EXERCISE GOAL »
Collect and copy every line of the entries below that contains the word "faucet". Case counts, so a line with the word in a different capitalization does not match.

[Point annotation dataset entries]
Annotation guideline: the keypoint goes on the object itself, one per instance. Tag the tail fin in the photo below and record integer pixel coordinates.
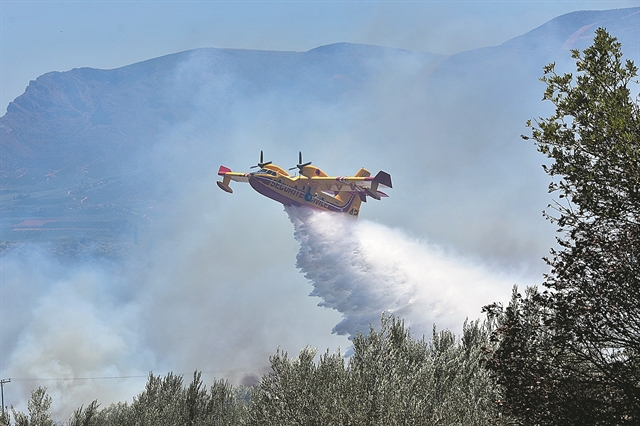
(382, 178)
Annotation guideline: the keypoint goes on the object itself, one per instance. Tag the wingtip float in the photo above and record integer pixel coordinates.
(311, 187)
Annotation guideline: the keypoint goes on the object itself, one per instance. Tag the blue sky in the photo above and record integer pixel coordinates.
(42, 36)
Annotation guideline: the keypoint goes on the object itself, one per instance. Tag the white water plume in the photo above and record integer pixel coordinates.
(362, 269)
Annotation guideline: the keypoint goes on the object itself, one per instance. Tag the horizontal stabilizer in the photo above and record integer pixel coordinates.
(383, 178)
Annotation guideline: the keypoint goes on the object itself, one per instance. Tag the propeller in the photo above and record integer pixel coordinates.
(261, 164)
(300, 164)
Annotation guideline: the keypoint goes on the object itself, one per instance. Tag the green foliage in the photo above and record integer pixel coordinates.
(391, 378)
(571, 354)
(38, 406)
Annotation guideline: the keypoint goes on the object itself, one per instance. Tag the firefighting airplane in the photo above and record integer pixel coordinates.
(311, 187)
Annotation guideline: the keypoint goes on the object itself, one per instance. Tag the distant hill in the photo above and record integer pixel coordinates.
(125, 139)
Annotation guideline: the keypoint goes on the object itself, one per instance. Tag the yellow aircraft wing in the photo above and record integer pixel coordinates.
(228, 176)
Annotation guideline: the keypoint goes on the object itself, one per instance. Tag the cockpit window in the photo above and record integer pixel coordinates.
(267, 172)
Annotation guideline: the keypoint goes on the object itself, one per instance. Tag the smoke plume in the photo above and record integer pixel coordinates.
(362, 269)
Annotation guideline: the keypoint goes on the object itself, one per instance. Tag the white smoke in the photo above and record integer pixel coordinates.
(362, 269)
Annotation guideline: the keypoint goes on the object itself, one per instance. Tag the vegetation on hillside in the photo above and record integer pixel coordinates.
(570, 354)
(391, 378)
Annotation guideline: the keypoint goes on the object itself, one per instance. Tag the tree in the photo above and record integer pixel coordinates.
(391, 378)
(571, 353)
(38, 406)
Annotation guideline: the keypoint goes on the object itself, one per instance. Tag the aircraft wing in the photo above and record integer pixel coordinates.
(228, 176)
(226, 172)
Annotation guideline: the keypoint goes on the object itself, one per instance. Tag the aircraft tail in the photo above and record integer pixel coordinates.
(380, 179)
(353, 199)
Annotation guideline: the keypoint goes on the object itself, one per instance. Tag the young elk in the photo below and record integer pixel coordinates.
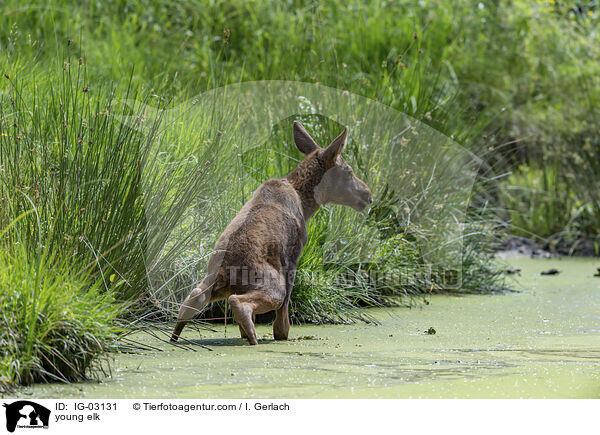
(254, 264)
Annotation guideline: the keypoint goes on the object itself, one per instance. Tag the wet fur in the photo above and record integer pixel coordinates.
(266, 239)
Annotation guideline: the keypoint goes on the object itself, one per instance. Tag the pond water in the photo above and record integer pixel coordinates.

--

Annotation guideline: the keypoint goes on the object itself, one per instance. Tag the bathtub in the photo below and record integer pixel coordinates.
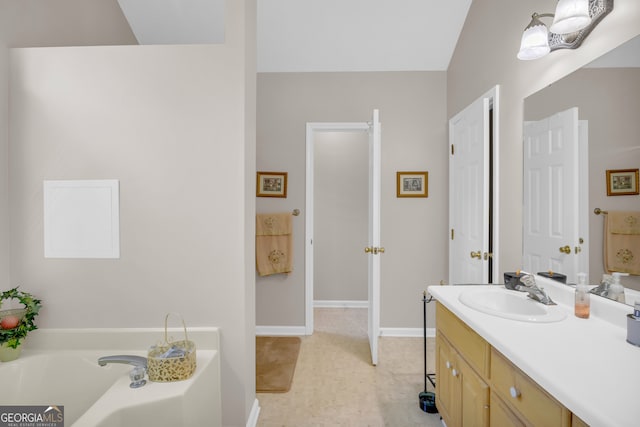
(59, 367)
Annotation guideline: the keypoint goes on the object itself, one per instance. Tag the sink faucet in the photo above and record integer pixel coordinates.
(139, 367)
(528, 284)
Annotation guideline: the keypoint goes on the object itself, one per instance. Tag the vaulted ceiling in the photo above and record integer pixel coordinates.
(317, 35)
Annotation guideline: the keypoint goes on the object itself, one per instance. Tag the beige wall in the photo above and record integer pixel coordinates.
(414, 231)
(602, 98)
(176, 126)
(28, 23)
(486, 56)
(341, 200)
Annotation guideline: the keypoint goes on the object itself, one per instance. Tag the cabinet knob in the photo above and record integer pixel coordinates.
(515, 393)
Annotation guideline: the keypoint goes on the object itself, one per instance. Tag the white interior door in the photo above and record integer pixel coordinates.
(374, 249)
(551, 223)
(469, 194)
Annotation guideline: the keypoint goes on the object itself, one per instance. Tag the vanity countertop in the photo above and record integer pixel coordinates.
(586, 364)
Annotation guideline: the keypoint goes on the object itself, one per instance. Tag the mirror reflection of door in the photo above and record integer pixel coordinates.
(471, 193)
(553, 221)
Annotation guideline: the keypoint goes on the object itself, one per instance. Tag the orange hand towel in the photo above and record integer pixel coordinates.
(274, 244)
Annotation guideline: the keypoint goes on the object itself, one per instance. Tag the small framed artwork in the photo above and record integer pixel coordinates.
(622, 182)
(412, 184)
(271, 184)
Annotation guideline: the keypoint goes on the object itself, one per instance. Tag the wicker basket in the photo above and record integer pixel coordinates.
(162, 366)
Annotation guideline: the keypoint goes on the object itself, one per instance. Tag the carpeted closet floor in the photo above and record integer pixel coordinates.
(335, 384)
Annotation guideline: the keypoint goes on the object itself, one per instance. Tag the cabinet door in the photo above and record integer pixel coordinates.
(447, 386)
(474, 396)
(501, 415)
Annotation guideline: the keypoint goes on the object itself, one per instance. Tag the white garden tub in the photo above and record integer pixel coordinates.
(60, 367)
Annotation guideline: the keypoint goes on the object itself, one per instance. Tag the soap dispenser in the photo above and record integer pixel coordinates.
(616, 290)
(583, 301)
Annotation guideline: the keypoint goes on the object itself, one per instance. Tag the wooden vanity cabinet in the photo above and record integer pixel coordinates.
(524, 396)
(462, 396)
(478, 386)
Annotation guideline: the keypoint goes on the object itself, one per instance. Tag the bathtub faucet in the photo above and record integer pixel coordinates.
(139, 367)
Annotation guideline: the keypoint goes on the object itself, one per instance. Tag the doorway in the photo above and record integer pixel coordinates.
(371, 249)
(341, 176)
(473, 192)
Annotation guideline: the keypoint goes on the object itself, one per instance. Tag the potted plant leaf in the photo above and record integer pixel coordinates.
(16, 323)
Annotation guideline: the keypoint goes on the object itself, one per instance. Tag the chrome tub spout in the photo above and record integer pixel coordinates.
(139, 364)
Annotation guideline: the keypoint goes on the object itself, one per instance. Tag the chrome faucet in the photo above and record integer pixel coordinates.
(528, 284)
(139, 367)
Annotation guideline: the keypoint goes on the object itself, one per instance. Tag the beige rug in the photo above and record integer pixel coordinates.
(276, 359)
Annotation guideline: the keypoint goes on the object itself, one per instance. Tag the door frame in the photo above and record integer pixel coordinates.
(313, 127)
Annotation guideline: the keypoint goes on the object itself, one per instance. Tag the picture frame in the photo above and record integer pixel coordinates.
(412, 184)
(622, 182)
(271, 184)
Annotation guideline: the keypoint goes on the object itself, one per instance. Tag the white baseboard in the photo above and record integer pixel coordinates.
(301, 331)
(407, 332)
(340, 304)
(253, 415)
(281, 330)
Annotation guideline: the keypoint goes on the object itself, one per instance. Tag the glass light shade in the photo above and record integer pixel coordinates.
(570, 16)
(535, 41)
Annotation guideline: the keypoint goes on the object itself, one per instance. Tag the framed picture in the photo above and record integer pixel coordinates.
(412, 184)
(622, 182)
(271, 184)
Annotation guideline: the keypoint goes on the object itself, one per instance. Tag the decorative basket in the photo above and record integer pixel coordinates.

SOLUTION TO THIS EXERCISE »
Annotation guideline: the keypoint goes on the object itself, one per instance. Tag the sink faucet in the photo above and record integer pixel coordinates.
Annotation guideline: the keypoint goes on the object itself, one per instance. Tag the bathtub faucet in the photo above and record integer pixel coordinates.
Annotation guideline: the keypoint goes on the object itself, one per instance. Tag the chrome faucet in the photo above and record integer pixel coordinates.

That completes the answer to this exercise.